DO THIS » Count the lines in the items that contain the word "baseball" and give only that number.

Location identification items:
☆ ☆ ☆ ☆ ☆

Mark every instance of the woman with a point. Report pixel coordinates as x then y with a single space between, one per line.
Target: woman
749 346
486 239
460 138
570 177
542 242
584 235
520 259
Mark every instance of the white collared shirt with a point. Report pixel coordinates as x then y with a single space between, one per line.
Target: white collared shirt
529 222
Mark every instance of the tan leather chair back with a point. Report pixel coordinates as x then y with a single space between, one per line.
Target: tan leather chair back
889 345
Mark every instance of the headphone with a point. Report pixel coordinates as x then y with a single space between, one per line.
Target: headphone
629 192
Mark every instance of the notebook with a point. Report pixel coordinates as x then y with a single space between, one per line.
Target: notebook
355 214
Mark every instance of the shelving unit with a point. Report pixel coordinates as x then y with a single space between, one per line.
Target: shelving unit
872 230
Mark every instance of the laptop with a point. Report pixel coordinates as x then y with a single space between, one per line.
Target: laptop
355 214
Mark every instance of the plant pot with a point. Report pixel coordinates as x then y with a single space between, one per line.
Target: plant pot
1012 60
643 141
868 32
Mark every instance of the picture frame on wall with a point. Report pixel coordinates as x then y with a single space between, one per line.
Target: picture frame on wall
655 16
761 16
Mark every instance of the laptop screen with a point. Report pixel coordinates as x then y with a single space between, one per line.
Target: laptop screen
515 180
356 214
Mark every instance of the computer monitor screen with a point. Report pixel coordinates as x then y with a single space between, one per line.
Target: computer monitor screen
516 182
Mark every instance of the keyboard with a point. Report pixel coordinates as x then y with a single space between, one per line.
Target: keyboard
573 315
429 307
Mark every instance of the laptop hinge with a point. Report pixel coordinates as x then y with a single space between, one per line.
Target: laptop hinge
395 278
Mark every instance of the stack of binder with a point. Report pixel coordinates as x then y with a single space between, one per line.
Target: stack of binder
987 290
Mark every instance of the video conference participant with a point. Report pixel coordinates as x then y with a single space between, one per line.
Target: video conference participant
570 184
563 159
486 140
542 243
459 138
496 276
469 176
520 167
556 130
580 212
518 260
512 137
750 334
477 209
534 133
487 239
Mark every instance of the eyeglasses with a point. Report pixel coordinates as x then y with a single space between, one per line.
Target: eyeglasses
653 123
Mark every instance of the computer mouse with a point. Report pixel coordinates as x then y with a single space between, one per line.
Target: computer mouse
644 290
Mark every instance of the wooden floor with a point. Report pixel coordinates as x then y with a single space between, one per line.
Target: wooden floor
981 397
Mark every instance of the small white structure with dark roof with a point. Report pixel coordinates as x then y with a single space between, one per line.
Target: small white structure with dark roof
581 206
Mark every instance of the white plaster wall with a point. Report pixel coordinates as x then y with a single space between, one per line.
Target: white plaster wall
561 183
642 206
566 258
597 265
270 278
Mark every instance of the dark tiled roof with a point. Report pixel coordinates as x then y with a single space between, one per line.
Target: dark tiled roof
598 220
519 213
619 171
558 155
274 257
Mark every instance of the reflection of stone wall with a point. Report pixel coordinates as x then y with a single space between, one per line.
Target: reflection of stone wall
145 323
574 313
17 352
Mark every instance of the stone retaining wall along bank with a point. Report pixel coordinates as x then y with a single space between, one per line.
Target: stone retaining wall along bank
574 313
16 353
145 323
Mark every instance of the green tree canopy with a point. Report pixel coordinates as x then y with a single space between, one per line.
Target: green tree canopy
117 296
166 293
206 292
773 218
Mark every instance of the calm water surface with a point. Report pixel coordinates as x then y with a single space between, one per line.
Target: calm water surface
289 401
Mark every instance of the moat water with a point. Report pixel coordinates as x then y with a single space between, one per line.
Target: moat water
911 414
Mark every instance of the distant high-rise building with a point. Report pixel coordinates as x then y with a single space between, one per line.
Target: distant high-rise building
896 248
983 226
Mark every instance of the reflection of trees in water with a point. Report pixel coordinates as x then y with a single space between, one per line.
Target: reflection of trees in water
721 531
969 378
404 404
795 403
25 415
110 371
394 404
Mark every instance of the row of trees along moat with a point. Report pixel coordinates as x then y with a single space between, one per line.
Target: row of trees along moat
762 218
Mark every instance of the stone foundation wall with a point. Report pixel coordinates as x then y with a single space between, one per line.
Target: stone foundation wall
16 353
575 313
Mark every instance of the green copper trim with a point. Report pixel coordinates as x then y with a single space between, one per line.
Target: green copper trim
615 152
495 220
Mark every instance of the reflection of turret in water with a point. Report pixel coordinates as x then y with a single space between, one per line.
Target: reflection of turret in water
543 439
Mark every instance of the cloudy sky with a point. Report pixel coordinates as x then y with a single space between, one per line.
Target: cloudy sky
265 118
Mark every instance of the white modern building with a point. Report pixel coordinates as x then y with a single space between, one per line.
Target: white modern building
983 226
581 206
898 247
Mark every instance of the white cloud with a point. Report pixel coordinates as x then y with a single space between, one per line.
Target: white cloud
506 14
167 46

☆ ☆ ☆ ☆ ☆

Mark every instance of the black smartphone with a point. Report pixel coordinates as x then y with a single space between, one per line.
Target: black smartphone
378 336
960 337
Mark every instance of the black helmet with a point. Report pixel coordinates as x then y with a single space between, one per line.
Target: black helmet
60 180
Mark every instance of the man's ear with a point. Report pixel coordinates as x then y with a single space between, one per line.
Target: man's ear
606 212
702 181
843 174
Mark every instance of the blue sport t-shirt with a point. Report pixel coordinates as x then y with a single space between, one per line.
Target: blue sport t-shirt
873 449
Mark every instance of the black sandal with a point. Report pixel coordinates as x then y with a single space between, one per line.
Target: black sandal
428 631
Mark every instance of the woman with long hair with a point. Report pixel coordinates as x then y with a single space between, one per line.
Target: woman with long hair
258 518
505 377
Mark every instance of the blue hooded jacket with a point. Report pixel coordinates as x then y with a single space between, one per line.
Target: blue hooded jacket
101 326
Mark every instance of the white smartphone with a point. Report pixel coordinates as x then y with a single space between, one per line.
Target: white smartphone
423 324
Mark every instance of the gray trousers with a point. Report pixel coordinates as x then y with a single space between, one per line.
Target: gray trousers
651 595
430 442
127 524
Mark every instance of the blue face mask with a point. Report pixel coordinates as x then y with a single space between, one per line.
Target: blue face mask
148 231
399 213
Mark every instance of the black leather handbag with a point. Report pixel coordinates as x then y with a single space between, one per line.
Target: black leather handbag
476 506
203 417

☆ ☆ ☆ ☆ ☆

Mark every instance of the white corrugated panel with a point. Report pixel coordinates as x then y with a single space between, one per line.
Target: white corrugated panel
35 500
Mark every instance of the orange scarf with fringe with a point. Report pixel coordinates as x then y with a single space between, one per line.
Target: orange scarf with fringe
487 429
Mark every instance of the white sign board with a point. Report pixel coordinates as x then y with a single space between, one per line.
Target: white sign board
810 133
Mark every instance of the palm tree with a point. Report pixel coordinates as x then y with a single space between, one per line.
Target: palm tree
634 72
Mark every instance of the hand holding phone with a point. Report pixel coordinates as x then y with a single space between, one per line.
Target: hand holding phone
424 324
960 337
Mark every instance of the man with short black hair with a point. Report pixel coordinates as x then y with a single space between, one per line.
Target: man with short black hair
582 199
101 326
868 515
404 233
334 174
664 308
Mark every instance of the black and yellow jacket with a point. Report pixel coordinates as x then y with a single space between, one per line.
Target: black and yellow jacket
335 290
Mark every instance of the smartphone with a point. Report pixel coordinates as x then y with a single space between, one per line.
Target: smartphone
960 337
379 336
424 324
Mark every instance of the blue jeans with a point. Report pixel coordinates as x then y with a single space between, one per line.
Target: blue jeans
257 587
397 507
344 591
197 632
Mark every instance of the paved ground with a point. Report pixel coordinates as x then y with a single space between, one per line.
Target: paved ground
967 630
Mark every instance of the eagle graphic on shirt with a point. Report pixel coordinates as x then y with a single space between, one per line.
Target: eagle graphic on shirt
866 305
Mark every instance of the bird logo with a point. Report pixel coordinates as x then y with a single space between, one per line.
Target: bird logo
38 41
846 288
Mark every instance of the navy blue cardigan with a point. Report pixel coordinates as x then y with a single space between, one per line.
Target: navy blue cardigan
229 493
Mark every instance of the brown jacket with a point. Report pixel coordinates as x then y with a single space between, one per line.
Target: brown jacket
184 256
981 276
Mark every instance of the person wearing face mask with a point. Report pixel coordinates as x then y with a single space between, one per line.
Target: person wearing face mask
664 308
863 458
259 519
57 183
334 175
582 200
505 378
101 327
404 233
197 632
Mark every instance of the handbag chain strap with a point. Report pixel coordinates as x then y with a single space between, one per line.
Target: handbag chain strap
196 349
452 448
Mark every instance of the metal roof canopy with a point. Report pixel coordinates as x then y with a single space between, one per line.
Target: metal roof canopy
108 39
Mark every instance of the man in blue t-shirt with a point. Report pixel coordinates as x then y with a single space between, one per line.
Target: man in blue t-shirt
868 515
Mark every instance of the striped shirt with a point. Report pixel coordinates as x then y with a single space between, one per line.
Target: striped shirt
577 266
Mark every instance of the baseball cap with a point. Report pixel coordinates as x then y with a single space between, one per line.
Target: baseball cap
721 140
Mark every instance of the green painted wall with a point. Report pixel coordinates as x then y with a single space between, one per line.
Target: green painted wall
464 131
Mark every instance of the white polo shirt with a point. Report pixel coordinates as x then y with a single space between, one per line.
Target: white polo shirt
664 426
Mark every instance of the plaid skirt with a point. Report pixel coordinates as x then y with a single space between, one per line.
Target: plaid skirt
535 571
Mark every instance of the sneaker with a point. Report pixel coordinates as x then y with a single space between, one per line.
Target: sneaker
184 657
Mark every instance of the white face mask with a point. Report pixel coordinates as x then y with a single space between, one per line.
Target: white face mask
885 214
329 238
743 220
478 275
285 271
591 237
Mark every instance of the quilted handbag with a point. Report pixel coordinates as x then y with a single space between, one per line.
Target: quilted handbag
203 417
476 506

☆ ☆ ☆ ☆ ☆

PROBLEM SOLUTION » 2